* begin DATA TO PROCESS *

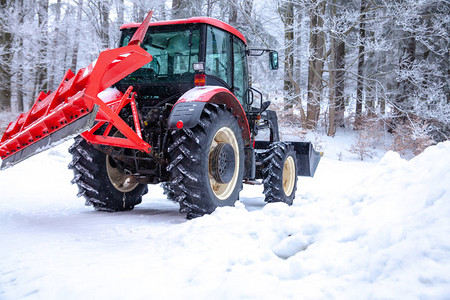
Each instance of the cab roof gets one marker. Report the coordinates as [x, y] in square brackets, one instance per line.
[205, 20]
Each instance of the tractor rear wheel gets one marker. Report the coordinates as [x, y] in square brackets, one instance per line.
[100, 181]
[280, 173]
[207, 163]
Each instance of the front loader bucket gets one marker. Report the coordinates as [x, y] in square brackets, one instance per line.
[72, 108]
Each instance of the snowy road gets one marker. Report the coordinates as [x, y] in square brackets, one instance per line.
[357, 230]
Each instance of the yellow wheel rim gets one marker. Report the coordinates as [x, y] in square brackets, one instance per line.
[289, 176]
[122, 182]
[224, 190]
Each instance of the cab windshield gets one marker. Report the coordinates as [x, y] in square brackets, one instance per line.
[173, 50]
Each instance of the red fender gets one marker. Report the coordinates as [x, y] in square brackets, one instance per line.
[190, 105]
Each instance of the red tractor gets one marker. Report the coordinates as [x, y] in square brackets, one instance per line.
[179, 111]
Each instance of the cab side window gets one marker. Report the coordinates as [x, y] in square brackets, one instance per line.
[218, 60]
[240, 81]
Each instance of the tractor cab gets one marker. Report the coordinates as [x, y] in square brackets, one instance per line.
[188, 53]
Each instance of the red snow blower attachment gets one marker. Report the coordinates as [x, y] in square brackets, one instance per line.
[72, 108]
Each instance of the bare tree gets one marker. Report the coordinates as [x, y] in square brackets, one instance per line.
[5, 55]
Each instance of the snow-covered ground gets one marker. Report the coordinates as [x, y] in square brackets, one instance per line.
[377, 229]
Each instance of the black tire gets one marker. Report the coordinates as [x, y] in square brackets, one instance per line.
[196, 185]
[89, 166]
[168, 191]
[280, 173]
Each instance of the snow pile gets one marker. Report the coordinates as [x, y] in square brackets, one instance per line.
[384, 237]
[387, 237]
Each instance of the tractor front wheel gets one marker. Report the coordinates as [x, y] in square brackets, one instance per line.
[207, 163]
[280, 173]
[100, 181]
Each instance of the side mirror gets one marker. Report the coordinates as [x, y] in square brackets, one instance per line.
[273, 60]
[264, 106]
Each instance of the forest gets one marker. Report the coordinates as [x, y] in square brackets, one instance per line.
[368, 65]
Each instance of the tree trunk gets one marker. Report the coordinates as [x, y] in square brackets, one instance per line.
[340, 84]
[315, 70]
[51, 77]
[289, 55]
[332, 80]
[361, 54]
[104, 23]
[74, 63]
[41, 61]
[6, 58]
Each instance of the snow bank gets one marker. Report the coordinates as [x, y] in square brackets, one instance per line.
[385, 237]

* end DATA TO PROCESS *

EXERCISE DESCRIPTION:
Please copy the stretch from the line containing "Each instance of the snow-covered" through the end of the lines, keeping every line, with each coordinate value in the answers shifted by -90. Leave all other text unchanged.

SOLUTION FOR THIS TASK:
Each instance of the snow-covered ground gets one marker. Report the coordinates as [x, y] in square brackets, one instance per line.
[287, 139]
Each instance of the black tire gets one marker. Report the coordinates as [x, y] in square brackets, one instance per line.
[106, 95]
[-1, 76]
[78, 101]
[190, 83]
Each instance of the snow pile gets one marker. Report the coordinates as [x, y] in square brackets, one instance per line.
[294, 147]
[297, 147]
Each instance of the tractor front wheel gets one marker. Report the coordinates as [x, y] in square brackets, one instance per line.
[117, 73]
[190, 83]
[10, 91]
Each instance of the side mirror gets one marker. Report the coordinates as [x, y] in square brackets, one instance per line.
[183, -30]
[174, 16]
Each instance of the forest gets one marker. Report the coordinates as [x, y] in square brackets, one instance per line.
[278, -25]
Each instance of the tree trunk gets one marker. Report the coordinates as [x, y] in square brackets, one instance per line.
[250, -6]
[225, -20]
[-39, -13]
[199, -35]
[242, -10]
[271, -36]
[14, -67]
[-16, -27]
[-49, -29]
[-84, -32]
Each instance of the snow bank gets one marker. Report the coordinates as [x, y] in square brackets, one instance per line.
[295, 147]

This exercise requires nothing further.